### [Exercise prompt]
Please list every percentage in the passage on the job outlook and state what each one measures.

### [Source passage]
__________
While life appears to be returning to something approaching reality, the view ahead is not quite so cheery.
We are already seeing renewed lock-outs of entire countries (hello, Spain – or should that be adios?), local lockdowns of towns in the UK and worrying reports that a second wave of COVID is already incoming. Many people are feeling that we should enjoy the relative freedom we are experiencing now, before another, similar lockdown happens again in a few months’ time. And while the economy can’t afford to fully lock down again like we did earlier this year, the short to mid-term job market is looking shaky as hell, despite Rishi Sunak’s best efforts to try and bolster the economy as best he can.
And all this points to one thing. Rising unemployment in the coming months. We’ve seen the retail and hospitality industries already taking a battering with the after-effects of COVID, but it’s not the only areas where we can expect the employment market to experience a contraction.
In fact, in a recent survey, almost 30% of companies said that they expected to decrease their workforce in the coming months. 59% of firms will keep numbers as they were and only 12% said that they expected to grow their businesses.
What does that mean for contractors?
Well, like most things, it depends on how you interpret the data. A lack of regular, ‘employed’ jobs could see more people turning to freelancing and working via an umbrella company, making competition for jobs even more aggressive than previously. Fewer jobs, more applicants and more people trying to find alternative ways to survive is not the optimal result. Because what that generally means is that there are people less experienced than you who are willing to do the work that you do for a fraction of the price.
__________
### [Data provided]
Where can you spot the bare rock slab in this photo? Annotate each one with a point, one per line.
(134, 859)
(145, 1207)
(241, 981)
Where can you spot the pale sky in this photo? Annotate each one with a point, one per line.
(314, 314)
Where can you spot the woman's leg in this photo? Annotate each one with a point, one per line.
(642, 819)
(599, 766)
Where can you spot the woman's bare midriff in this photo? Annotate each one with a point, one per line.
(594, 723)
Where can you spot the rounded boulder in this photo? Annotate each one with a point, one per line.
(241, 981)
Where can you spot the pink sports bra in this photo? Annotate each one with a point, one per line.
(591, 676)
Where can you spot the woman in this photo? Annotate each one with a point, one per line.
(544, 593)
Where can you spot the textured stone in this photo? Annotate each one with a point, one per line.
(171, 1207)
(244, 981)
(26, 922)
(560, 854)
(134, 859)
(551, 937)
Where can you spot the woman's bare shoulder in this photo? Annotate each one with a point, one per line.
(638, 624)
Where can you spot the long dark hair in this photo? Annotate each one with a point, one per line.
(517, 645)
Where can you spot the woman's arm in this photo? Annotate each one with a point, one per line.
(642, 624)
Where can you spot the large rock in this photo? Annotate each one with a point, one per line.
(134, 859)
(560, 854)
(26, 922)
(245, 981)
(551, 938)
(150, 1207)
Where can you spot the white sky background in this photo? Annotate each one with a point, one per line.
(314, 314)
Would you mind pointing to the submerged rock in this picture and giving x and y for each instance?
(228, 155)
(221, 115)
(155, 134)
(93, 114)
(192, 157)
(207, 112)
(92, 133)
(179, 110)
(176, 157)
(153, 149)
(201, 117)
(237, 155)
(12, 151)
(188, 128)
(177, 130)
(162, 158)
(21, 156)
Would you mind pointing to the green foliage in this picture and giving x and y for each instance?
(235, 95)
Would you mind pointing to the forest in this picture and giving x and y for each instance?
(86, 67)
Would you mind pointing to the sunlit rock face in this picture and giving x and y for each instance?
__________
### [Exercise result]
- Almost 30%: companies that expected to decrease their workforce in the coming months
- 59%: firms that will keep numbers as they were
- 12%: companies that expected to grow their businesses